Position annotation records:
☆ ☆ ☆ ☆ ☆ ☆ ☆

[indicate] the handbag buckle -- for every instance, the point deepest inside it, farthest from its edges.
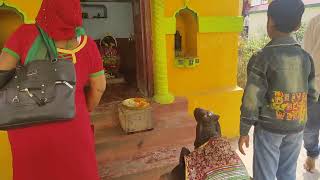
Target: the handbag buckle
(15, 99)
(27, 91)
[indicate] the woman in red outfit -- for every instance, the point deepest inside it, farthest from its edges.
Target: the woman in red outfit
(55, 151)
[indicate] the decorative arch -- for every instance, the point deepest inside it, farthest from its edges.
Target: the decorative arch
(187, 28)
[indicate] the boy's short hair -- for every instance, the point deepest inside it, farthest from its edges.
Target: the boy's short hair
(286, 14)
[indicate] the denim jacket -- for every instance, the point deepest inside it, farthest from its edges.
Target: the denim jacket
(281, 80)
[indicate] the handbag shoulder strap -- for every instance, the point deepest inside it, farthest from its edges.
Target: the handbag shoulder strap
(49, 43)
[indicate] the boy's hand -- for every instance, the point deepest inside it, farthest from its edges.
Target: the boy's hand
(243, 140)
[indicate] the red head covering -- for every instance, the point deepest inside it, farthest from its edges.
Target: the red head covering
(60, 18)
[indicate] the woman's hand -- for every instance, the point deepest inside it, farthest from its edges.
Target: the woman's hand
(243, 140)
(7, 62)
(97, 86)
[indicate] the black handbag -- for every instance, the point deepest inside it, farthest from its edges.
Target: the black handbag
(41, 91)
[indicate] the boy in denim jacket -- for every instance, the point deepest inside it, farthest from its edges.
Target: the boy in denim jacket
(281, 80)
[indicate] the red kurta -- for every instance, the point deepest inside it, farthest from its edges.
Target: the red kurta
(57, 151)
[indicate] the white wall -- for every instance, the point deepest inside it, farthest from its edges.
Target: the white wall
(118, 23)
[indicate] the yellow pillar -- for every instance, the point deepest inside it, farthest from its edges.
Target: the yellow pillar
(162, 94)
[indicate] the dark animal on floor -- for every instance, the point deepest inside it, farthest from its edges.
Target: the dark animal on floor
(207, 130)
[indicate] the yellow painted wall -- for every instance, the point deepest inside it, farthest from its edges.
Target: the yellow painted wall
(29, 8)
(204, 7)
(213, 83)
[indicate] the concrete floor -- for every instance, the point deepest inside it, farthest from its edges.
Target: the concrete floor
(301, 173)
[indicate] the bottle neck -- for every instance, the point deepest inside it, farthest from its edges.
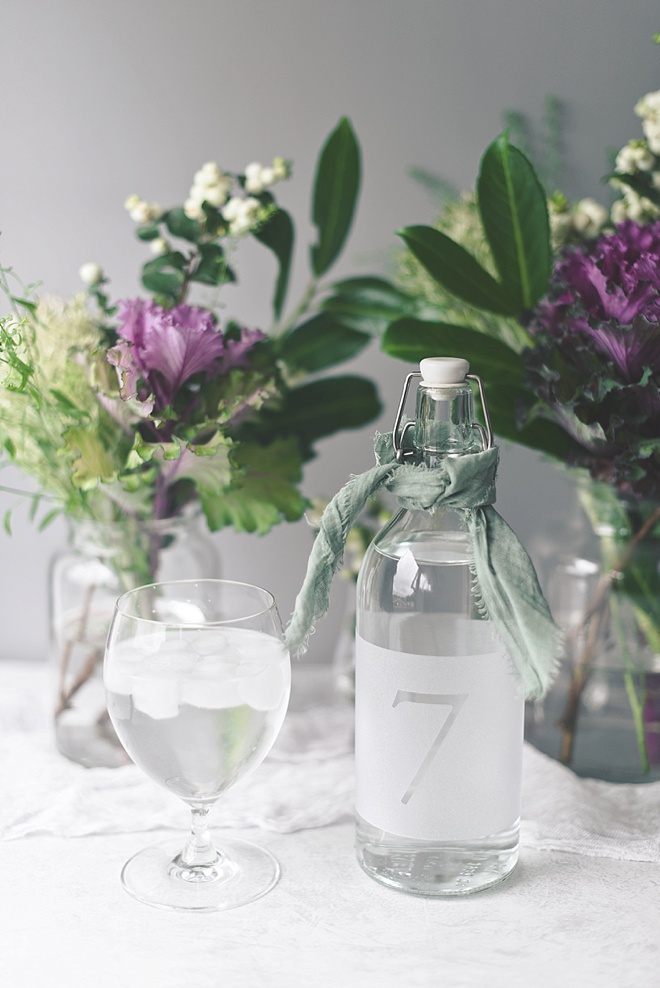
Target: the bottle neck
(444, 423)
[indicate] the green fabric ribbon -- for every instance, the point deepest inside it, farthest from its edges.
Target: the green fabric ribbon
(506, 583)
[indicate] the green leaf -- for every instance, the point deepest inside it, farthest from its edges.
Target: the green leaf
(514, 214)
(48, 518)
(456, 269)
(413, 340)
(92, 464)
(499, 367)
(208, 467)
(147, 232)
(212, 267)
(335, 195)
(181, 225)
(277, 234)
(367, 304)
(264, 493)
(319, 343)
(162, 277)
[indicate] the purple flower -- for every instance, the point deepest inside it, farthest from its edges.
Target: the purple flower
(161, 349)
(595, 359)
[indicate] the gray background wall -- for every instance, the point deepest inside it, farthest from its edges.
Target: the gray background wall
(102, 100)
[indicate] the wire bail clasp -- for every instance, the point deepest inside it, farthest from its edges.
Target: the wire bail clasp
(399, 434)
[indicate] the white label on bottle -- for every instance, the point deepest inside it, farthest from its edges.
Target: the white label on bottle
(438, 743)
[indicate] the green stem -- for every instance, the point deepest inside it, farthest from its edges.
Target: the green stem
(282, 328)
(635, 700)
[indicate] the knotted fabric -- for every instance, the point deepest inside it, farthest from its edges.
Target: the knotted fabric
(506, 586)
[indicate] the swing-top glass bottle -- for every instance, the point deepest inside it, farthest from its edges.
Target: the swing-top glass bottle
(439, 718)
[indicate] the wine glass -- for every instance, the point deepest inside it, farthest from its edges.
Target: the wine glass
(197, 681)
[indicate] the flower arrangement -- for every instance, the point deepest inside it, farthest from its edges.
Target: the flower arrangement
(557, 306)
(136, 408)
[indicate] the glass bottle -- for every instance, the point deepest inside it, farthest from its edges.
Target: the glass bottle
(439, 718)
(102, 561)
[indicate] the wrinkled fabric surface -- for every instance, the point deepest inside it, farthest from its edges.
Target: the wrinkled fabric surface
(507, 587)
(306, 783)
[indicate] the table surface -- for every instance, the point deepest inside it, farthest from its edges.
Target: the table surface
(559, 919)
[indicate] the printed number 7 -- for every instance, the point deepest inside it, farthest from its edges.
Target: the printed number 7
(453, 700)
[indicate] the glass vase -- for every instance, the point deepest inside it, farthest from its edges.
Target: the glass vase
(602, 714)
(101, 562)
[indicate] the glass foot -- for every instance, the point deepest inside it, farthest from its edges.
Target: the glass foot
(243, 872)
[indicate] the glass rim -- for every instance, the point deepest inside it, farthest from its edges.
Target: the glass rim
(269, 598)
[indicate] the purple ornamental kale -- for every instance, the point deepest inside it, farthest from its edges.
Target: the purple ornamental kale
(595, 360)
(161, 349)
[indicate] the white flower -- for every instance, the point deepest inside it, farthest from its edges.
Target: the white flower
(618, 212)
(90, 273)
(634, 207)
(159, 246)
(259, 177)
(634, 157)
(589, 217)
(254, 180)
(242, 214)
(192, 207)
(210, 184)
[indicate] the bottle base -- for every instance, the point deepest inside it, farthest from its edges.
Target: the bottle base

☆ ☆ ☆ ☆ ☆ ☆ ☆

What to produce: Please reproduce the records above line for line, leaving out the pictures.

Written answer:
[indicate] the handbag buckle -- for every instance, the point deepest inside it, farthest from its edges.
Target: the handbag buckle
(15, 99)
(27, 91)
[indicate] the woman in red outfit -- for every instance, the point deepest inside it, farthest from its edges.
Target: the woman in red outfit
(55, 151)
[indicate] the decorative arch -- for every instance, the point deepest inside it, farthest from its edges.
Target: the decorative arch
(187, 28)
[indicate] the boy's short hair -- for every instance, the point deepest inside it, farthest from its edges.
Target: the boy's short hair
(286, 14)
[indicate] the denim jacket -- for every instance, the point deepest inside it, farthest from its edges.
Target: the denim jacket
(281, 80)
[indicate] the handbag shoulder strap -- for every instance, the point deepest inside it, farthest from its edges.
Target: the handbag shoulder strap
(49, 43)
[indicate] the boy's hand -- for every instance, the point deepest inside it, farthest from its edges.
Target: the boy's hand
(243, 140)
[indicate] the red head covering -- for every instance, the point deepest inside it, farthest from its edges.
Target: the red head covering
(60, 18)
[indicate] the woman's hand -- for every instance, the point deepest inside it, farthest from its edges.
Target: the woman's hand
(243, 140)
(7, 62)
(97, 86)
[indicate] the black handbag -- for every instance, the point deepest inside it, farthest from its edges.
Target: the black handbag
(41, 91)
[indicate] the boy in denim jacket -- for every instance, the point deepest inside it, farthest from its edges.
Target: the boy in denim jacket
(281, 80)
[indicate] the red kurta -- for every instance, the point deepest inside it, farthest from its edges.
Target: the red kurta
(57, 151)
[indicate] the white wall -- for every instance, the point deepest inside it, farthest from its edges.
Target: the white wall
(118, 23)
[indicate] the yellow pillar -- for every instance, the point deepest inside it, farthest from its edges.
Target: the yellow pillar
(162, 94)
[indicate] the dark animal on floor -- for every instance, the point deepest inside it, farthest from its edges.
Target: the dark animal on floor
(207, 130)
[indicate] the yellow painted wall -- for every instance, the point deepest inside it, farthest from its edges.
Target: the yellow painted wall
(29, 8)
(204, 7)
(213, 83)
[indicate] the concrete floor -- for every instance, the point deepest inside it, farthest from its edges.
Target: the concrete floor
(301, 173)
[indicate] the bottle neck -- for every instance, the point deepest inside it, farthest from its edges.
Target: the bottle neck
(444, 423)
[indicate] the green fabric ribbon -- for every instance, the point deepest inside it, farthest from its edges.
Target: the green fabric ribbon
(506, 583)
[indicate] the green leaf -- for every instance, the point deepest inside it, farthest from its edges.
Target: the green leaf
(514, 214)
(48, 518)
(456, 269)
(413, 340)
(92, 464)
(499, 367)
(208, 467)
(147, 232)
(212, 267)
(335, 195)
(181, 225)
(277, 234)
(367, 304)
(264, 493)
(319, 343)
(162, 277)
[indicate] the purple flower -- for every instance, the point deepest inside it, farthest from its edges.
Target: the purple flower
(161, 349)
(595, 359)
[indicate] the gray background wall -- for every instance, the point deepest inside it, farthest from its edges.
Target: the gray background wall
(102, 100)
[indicate] the wire bail clasp -- for every instance, the point deepest inside it, farthest from its edges.
Target: the wire bail clasp
(399, 434)
[indicate] the white label on bottle -- for every instance, the point deepest inside it, farthest from its edges.
Target: the white label on bottle
(438, 743)
[indicate] the green stem -- for every instance, the point deepest inside it, farthest from its edges.
Target: the green stem
(282, 328)
(635, 700)
[indicate] the knotted fabric -- for every instance, the point deepest inside it, farthest from its edges.
Target: the knotted fabric
(506, 586)
[indicate] the swing-top glass bottle -- for every instance, the point deepest inside it, farthest from its edges.
Target: the swing-top glass bottle
(439, 718)
[indicate] the wine glass -- for every instance, the point deepest inside it, farthest from its edges.
Target: the wine glass
(197, 681)
[indicate] the flower arrangement -- for every instance, the point deepest inside it, farthest from its edges.
Target: the flower arrangement
(557, 306)
(136, 408)
[indicate] the glass bottle -- for every instance, the point deepest inside it, farthest from its edges.
Target: the glass bottle
(439, 718)
(102, 561)
[indicate] the wrinkled fabric surface -- for every instance, the point deepest inside it, farthest from its edges.
Target: the wrinkled fabric surface
(507, 587)
(306, 783)
[indicate] the table surface -- for every instance, the point deepest inside it, farthest from its edges.
Target: the table surface
(559, 919)
[indicate] the printed number 7 -- for every instance, the point deepest inside it, farthest from its edges.
Target: the printed number 7
(453, 700)
[indicate] the glass vase -- for every instance, the point deepest inside it, farthest from its edges.
Target: the glass vase
(602, 714)
(101, 562)
[indicate] the glass foot -- for every instance, the point deepest inside it, farthest from its edges.
Target: the glass foot
(243, 872)
[indicate] the glass rim -- for every instance, the point deepest inside it, farthest from its edges.
Target: the glass rim
(269, 598)
[indicate] the purple ornamental kale -- for every instance, the point deepest inside it, farthest from its edges.
Target: the purple ornamental kale
(595, 360)
(161, 349)
[indicate] the white flower -- for every instance, the point deepest inside it, farthest from its edges.
Target: the white flower
(618, 212)
(90, 273)
(634, 207)
(159, 246)
(259, 177)
(634, 157)
(589, 217)
(254, 180)
(242, 214)
(192, 207)
(210, 184)
[indicate] the bottle base -- for every instance, the point deepest inside it, farthest from its edges.
Target: the bottle base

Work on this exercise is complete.